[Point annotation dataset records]
• • • •

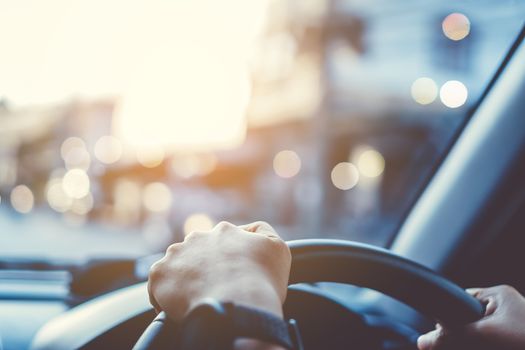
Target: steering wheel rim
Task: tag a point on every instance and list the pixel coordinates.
(326, 260)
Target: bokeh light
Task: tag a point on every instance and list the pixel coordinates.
(287, 164)
(197, 222)
(424, 90)
(345, 176)
(108, 149)
(74, 153)
(22, 199)
(76, 183)
(150, 155)
(157, 197)
(371, 163)
(453, 94)
(456, 26)
(56, 197)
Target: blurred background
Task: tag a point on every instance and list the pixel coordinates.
(125, 125)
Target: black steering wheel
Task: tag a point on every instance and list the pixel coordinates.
(322, 260)
(115, 320)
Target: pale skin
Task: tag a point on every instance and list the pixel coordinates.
(502, 327)
(247, 264)
(250, 265)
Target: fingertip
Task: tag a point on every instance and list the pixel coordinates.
(423, 343)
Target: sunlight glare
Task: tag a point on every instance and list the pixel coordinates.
(197, 222)
(345, 176)
(287, 164)
(453, 94)
(22, 199)
(108, 149)
(456, 26)
(157, 197)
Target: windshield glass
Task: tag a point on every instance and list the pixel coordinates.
(126, 125)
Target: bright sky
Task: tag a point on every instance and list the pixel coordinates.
(174, 64)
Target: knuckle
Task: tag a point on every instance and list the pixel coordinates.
(505, 288)
(173, 249)
(193, 235)
(155, 271)
(223, 226)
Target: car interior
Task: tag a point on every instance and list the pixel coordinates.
(459, 224)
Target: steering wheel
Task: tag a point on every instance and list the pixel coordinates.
(366, 266)
(109, 318)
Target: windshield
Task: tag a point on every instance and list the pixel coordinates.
(126, 125)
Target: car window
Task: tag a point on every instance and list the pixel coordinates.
(126, 125)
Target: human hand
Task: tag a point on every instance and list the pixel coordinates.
(247, 265)
(502, 327)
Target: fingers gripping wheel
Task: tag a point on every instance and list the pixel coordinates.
(323, 260)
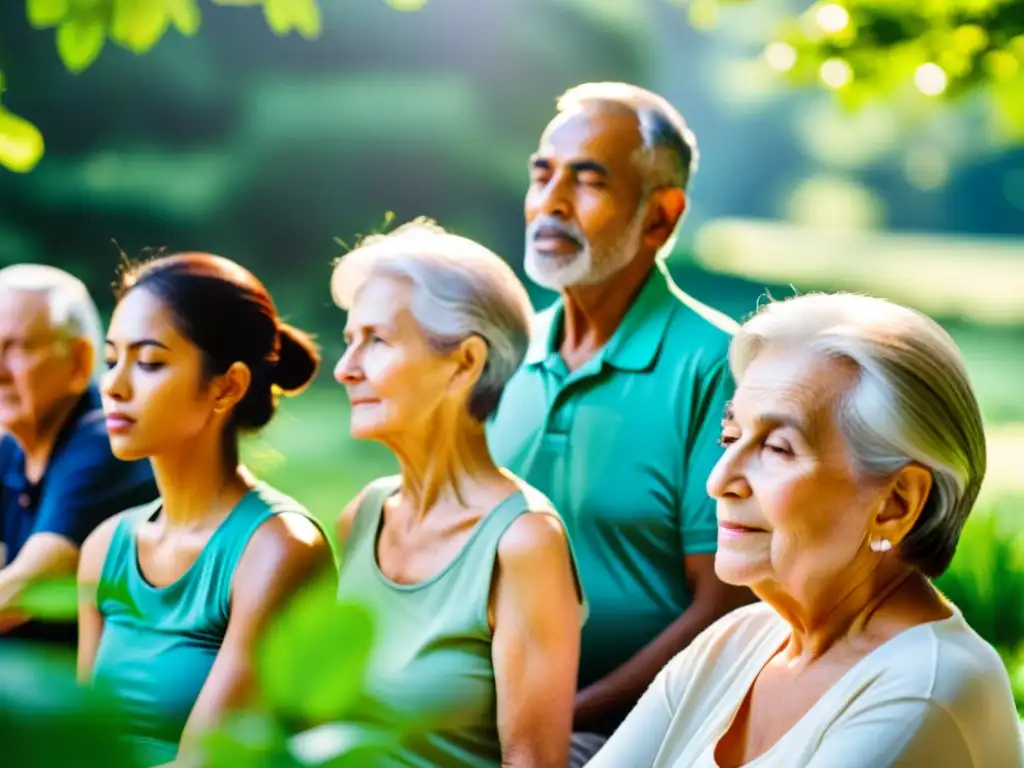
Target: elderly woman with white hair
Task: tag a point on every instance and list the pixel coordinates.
(468, 568)
(854, 453)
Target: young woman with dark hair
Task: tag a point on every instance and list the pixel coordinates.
(184, 587)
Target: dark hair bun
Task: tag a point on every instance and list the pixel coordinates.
(298, 359)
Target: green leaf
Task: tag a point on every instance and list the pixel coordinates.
(279, 15)
(306, 17)
(79, 42)
(53, 599)
(43, 13)
(138, 25)
(20, 142)
(185, 16)
(313, 660)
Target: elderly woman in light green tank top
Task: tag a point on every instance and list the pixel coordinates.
(184, 586)
(469, 569)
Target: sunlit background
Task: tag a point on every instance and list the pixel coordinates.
(816, 173)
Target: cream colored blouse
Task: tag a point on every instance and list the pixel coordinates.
(934, 696)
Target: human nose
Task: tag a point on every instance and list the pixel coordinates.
(347, 370)
(727, 478)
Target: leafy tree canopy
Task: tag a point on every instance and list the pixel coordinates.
(860, 49)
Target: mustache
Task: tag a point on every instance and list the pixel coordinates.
(545, 225)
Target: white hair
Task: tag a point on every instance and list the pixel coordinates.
(460, 289)
(669, 156)
(912, 401)
(73, 313)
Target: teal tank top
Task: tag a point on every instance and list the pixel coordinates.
(431, 675)
(158, 644)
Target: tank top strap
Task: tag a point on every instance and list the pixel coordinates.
(368, 514)
(119, 565)
(471, 574)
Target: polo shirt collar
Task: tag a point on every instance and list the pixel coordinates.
(636, 342)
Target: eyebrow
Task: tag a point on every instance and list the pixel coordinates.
(578, 166)
(138, 344)
(388, 327)
(777, 418)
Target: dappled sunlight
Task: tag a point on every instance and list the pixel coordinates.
(974, 279)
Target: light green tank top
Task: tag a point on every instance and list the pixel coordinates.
(431, 675)
(159, 643)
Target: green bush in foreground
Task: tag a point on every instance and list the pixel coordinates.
(312, 668)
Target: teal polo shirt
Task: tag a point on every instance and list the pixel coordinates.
(623, 446)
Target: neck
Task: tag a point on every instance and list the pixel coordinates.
(196, 483)
(443, 463)
(37, 441)
(592, 313)
(817, 626)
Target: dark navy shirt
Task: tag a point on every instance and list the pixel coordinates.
(83, 484)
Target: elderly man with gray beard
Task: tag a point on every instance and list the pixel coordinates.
(614, 414)
(58, 478)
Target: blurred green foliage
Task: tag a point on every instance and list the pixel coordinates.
(867, 49)
(861, 49)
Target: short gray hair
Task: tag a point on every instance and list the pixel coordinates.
(669, 156)
(461, 289)
(912, 401)
(73, 313)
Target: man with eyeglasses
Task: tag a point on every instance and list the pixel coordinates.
(58, 478)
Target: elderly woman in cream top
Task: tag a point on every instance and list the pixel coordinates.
(854, 453)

• • • •

What the task requires: Write out all of the material again, swapping "pixel coordinates" for "image coordinates" wherever it occurs and keeping everything else the same. Omit the pictures.

Written response:
Target: steering wheel rim
Task: tag a point on every instance and list the image coordinates.
(326, 260)
Target: bokeh light
Task: tag a point on every instance and list the image coordinates.
(287, 164)
(197, 222)
(424, 90)
(345, 176)
(108, 149)
(74, 153)
(22, 199)
(76, 183)
(150, 155)
(157, 197)
(371, 163)
(453, 94)
(456, 26)
(56, 197)
Target: blurred background
Task: tag a point on every instance and list the image coordinates.
(125, 125)
Target: black steering wheel
Task: tag a point on every instance and list the image coordinates.
(322, 260)
(115, 320)
Target: pale skin
Task: tag a point on every instance and list the image coordinates.
(502, 327)
(247, 264)
(250, 265)
Target: fingertip
Task: tag a point on every instance and list the image coordinates.
(423, 343)
Target: sunlight glare
Task: tag a point on every instance and list the image coordinates.
(197, 222)
(345, 176)
(287, 164)
(453, 94)
(22, 199)
(108, 149)
(456, 26)
(157, 197)
Target: windshield glass
Task: tag a point on every instance and list the image coordinates.
(126, 125)
Target: bright sky
Task: tag a point on every instance and list the image coordinates.
(174, 64)
Target: knuckle
Task: tag a point on every instance and list the image coordinates.
(505, 288)
(173, 249)
(193, 235)
(155, 271)
(223, 226)
Target: car interior
Task: tag a point on every instance and list the image coordinates.
(459, 224)
Target: steering wheel
Task: tag a point on every instance and list the image coordinates.
(366, 266)
(109, 318)
Target: windshield
Task: tag a point on every instance and list the image coordinates.
(126, 125)
Target: car window
Task: tag a point on every instance and list the image coordinates.
(126, 125)
Target: human hand
Task: tag a point on every instance and list the image coordinates.
(247, 265)
(502, 327)
Target: fingers gripping wheel
Task: tag a point on every instance and list the image coordinates.
(323, 260)
Target: elderly woman with white hair
Task: tag a point on every instance and list the image coordinates.
(468, 568)
(854, 453)
Target: young woman with dark hair
Task: tag a point on every instance and list the image coordinates.
(184, 587)
Target: dark hair bun
Task: tag a point on every instance and list the image coordinates.
(298, 359)
Target: green leaf
Task: tag a point on every instance and list the image coordinates.
(279, 15)
(306, 17)
(79, 42)
(53, 599)
(43, 13)
(138, 25)
(20, 142)
(185, 16)
(313, 660)
Target: elderly woman in light green tank top
Task: tag a point on every instance and list the image coordinates.
(184, 586)
(469, 569)
Target: sunlit background
Task: tag a point on every instance and list the image coordinates.
(816, 173)
Target: cream colored blouse
Task: tag a point on every instance and list the image coordinates.
(934, 696)
Target: human nose
Task: tag a point on every instance and list the image coordinates.
(347, 370)
(727, 478)
Target: leafy tree canopy
Task: tag a point on every instance and list the image coordinates.
(860, 49)
Target: mustache
Task: tag a point on every instance and list the image coordinates.
(545, 225)
Target: white hair
Task: tag a point on every instance and list the image coordinates.
(460, 289)
(669, 156)
(912, 401)
(73, 313)
Target: teal tank top
Task: tag a point on every instance and list the image coordinates.
(431, 675)
(158, 644)
Target: tank top strap
Task: tag a point on every instance and list the image coordinates.
(368, 514)
(119, 565)
(471, 574)
Target: polo shirt collar
Task: tag a point on every instance and list the image coordinates.
(636, 342)
Target: eyebrow
Task: tag a point on every instance and list the image coordinates.
(578, 166)
(138, 344)
(388, 327)
(777, 418)
Target: dappled sunlight
Task: tag a point on every instance and list the image coordinates.
(974, 279)
Target: light green tank top
Task: tag a point on every instance and list the image coordinates.
(431, 675)
(159, 643)
Target: green bush in foreground
Task: tag a point on every instance and list the image coordinates.
(312, 668)
Target: teal polo shirt
Task: tag a point on every instance and list the image coordinates.
(623, 446)
Target: neck
Task: tag a point on every instance and list the image coordinates.
(196, 483)
(443, 463)
(37, 441)
(592, 313)
(817, 626)
Target: dark navy shirt
Task: tag a point on every instance and list the image coordinates.
(83, 484)
Target: elderly man with gray beard
Task: tag a point on every instance and list the image coordinates.
(614, 414)
(58, 478)
Target: blurred green foliage
Task: tag a point on every instance and list the image coordinates.
(867, 49)
(861, 49)
Target: short gray hair
Task: tag a point on every instance and list the image coordinates.
(669, 156)
(461, 289)
(912, 401)
(73, 313)
Target: man with eyeglasses
Task: tag a point on every instance and list the image coordinates.
(58, 478)
Target: elderly woman in cream top
Task: tag a point on every instance and list the image coordinates.
(854, 453)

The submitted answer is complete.